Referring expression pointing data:
************

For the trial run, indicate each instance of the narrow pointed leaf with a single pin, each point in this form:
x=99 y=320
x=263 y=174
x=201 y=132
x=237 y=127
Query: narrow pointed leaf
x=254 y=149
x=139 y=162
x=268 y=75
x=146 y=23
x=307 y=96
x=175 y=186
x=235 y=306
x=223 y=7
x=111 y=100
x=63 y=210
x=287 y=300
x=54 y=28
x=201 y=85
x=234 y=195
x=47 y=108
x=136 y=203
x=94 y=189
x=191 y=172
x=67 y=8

************

Task instructions
Please reproduce the data as it was given, with every line exact.

Result
For the trial run, indicate each instance of the narrow pointed leaf with a single pin, each point in this form:
x=99 y=320
x=263 y=174
x=201 y=132
x=237 y=127
Query: narrow pointed leaf
x=254 y=149
x=139 y=162
x=268 y=75
x=146 y=23
x=307 y=96
x=175 y=186
x=235 y=306
x=223 y=7
x=111 y=100
x=63 y=210
x=287 y=300
x=54 y=28
x=201 y=85
x=234 y=195
x=47 y=108
x=136 y=203
x=94 y=189
x=191 y=172
x=67 y=8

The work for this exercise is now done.